Available data —
Segment Open

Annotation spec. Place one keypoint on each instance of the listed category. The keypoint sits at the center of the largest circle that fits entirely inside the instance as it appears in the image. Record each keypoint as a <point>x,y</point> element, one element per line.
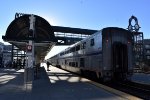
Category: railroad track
<point>136,89</point>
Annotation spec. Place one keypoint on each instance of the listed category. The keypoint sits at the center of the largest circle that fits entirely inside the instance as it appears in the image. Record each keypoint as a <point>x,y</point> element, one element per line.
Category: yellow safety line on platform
<point>114,91</point>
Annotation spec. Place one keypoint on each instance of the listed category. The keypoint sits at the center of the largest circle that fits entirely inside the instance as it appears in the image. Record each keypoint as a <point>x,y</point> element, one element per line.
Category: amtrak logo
<point>135,27</point>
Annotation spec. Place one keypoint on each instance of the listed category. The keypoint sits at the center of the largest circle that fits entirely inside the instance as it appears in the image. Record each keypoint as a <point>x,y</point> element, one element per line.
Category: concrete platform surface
<point>141,78</point>
<point>55,84</point>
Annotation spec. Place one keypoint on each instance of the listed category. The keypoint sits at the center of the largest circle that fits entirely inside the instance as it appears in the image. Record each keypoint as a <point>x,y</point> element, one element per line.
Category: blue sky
<point>89,14</point>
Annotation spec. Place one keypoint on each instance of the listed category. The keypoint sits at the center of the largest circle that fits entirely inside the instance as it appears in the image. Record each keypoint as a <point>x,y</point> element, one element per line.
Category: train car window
<point>92,42</point>
<point>76,64</point>
<point>69,63</point>
<point>81,62</point>
<point>73,64</point>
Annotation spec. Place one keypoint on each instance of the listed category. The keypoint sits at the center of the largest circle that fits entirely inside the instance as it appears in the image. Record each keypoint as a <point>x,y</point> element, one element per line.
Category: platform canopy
<point>18,32</point>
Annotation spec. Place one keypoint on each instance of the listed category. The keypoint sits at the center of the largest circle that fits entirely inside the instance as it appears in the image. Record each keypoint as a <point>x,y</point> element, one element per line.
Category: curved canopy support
<point>18,34</point>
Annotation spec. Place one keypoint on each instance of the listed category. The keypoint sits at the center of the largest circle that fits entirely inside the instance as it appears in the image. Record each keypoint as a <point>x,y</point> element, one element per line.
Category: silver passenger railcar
<point>107,54</point>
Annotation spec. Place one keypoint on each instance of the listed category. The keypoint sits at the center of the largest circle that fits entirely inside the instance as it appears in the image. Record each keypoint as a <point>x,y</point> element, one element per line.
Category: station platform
<point>141,78</point>
<point>55,84</point>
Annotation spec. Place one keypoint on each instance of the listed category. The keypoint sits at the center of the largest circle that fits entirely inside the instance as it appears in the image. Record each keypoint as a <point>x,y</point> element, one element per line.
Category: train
<point>105,55</point>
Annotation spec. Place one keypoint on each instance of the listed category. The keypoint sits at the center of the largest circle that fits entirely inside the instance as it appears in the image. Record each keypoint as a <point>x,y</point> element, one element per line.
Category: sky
<point>88,14</point>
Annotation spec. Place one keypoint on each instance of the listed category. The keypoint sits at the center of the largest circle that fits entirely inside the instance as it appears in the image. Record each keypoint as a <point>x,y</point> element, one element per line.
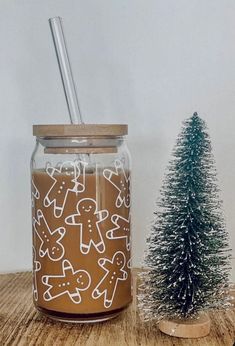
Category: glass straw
<point>65,70</point>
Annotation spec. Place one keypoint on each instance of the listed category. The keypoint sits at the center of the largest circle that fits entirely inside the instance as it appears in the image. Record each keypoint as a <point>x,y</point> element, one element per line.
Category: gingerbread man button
<point>89,219</point>
<point>114,272</point>
<point>60,188</point>
<point>120,179</point>
<point>71,282</point>
<point>50,240</point>
<point>121,229</point>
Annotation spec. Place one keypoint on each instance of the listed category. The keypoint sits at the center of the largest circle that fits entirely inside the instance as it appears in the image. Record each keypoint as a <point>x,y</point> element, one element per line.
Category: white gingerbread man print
<point>71,282</point>
<point>50,240</point>
<point>35,192</point>
<point>89,219</point>
<point>123,185</point>
<point>121,229</point>
<point>114,272</point>
<point>36,268</point>
<point>59,190</point>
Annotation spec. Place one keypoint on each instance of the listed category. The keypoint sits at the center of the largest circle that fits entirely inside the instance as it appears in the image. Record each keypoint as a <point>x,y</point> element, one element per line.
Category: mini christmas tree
<point>187,256</point>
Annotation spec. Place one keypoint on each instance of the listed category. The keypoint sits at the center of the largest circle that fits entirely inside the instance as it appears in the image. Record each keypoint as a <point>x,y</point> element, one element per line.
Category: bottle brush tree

Segment Closed

Exercise description — Set down the records in full and exactly. Do not carry over any image.

Written reply —
Annotation spec. Place one keypoint on each instance of the listed category. The keypoint sits at the center of the largest circle that fits entirely inside the instance as it appears in the image. Record each keypoint as a <point>x,y</point> element, one element per line.
Category: railroad track
<point>136,89</point>
Annotation spec. Place one keypoint on each instance of the listed category. The keypoint sits at the center of the largest circle that fits entirely inside the instance as it appears in the image. Record each keypoint as a <point>x,y</point> element, one element per line.
Category: yellow safety line on platform
<point>114,91</point>
Annotation spec. Place one keypoint on each instance of the listed category. The keypoint sits at the center of the largest circle that fits entirely inside the instance as it appears in the image. Record each keypoint as a <point>x,y</point> element, one element per line.
Category: amtrak logo
<point>135,27</point>
Annotation spec. Place one keypoint on each instance of the listed category. The keypoint sits at the center of the largest circle that fits entirely inside the instance as it appears in the image. Record each keypoint as a <point>x,y</point> element, one element per line.
Category: concrete platform surface
<point>141,78</point>
<point>55,84</point>
Annotation spec. Place one keypoint on each instance of the listed category. The keypoint sits at the center of the largest circle that fits entirely inside the instance as it appears in the image. Record each keypoint as a <point>x,y</point> element, one element per line.
Category: blue sky
<point>89,14</point>
Annotation spec. Place one keypoint on each instance of the listed category. The keypoint sits at the center of the largest circle that fits entirely inside the instance as it appears in the image. Record each keypoint as a <point>x,y</point> element, one element per line.
Category: train car window
<point>92,42</point>
<point>76,64</point>
<point>69,63</point>
<point>81,62</point>
<point>73,64</point>
Annotation spec. Place one keypoint on each instance of the listed category. The keypoint sits at the center of the largest circle that fits entirely inside the instance as it appears in the image. Record each keypoint as a <point>x,y</point> element, one element per line.
Category: platform canopy
<point>18,32</point>
Annotation spec. Place one keypoint on each instance of the listed category. The keypoint sits at the center of the largest circle that fits entirely inside the instance as it appears in the image. Record each keypoint as a <point>x,y</point> element, one element per line.
Category: curved canopy support
<point>18,34</point>
Annotation spec. Place one keypoint on each instance of the listed category. The keypoint sits at the center of the largest circle that fits entirely inside the instance as it appears in the image. Record each keypoint as a <point>x,y</point> element, one element per line.
Category: silver passenger railcar
<point>107,54</point>
Annotation spec. Place one keypoint on each instance of the listed category. The keypoint sits at the center of the largest circle that fits entirely inside the instance as it appears in the image. Record each keypoint as a <point>x,y</point> element, one element per line.
Category: station platform
<point>141,78</point>
<point>55,84</point>
Annotation spec. Place one keypoint on each instance of the listed category. The keypoint sits at the center of the largest circle that fits entirely inside the instance as it appears in the image. Record each keypoint as a <point>x,y</point> element, one element per line.
Category: train
<point>105,55</point>
Annotation spec. Place one keypoint on each instance of the listed category. The keypoint sits at the center of the largest circle that fits entirely inside the instance as it appears in the image. Record each keypoint as a <point>x,y</point> element, one element per line.
Category: sky
<point>88,14</point>
Annotation spec. Place one keypoint on each instance of the listed category. The keypoint sits at the center of the largest circle that fits entirely inside the instance as it appears in the image. Record each keypoint as a <point>x,y</point> element, one element per line.
Category: glass straw
<point>65,70</point>
Annotation spec. Place one keypoint on each instance of the listed category. The keypoint sits at the center of the largest circle that fits entirely inside the instance as it appears in the image. Record each keypoint as a <point>x,y</point> element, one element per line.
Category: gingerbread man button
<point>89,219</point>
<point>114,272</point>
<point>60,188</point>
<point>120,179</point>
<point>71,282</point>
<point>50,240</point>
<point>121,229</point>
Annotation spec. Place one keypoint on each instance of the listed category. The keypoint sits at the center of the largest circle that fits entirely inside the instance as it appears in the image. Record each keypoint as a <point>x,y</point> element, one element per line.
Category: white gingerbread man print
<point>71,282</point>
<point>50,240</point>
<point>35,192</point>
<point>89,219</point>
<point>123,185</point>
<point>121,229</point>
<point>114,272</point>
<point>36,268</point>
<point>59,190</point>
Annotation spec. Place one keypoint on each instance of the listed category. The keypoint sits at the center of the largest circle that fits entirely inside the instance as it appears in the image. Record each keypoint as a <point>x,y</point> element, one element per line.
Category: mini christmas tree
<point>187,256</point>
Annotation spec. Place one keypoint on each instance of the listed category. The keypoint sits at the center of the largest circle that fits entirely inside the instance as it appears in the image. Record each keypoint as a <point>x,y</point> element, one element per line.
Category: bottle brush tree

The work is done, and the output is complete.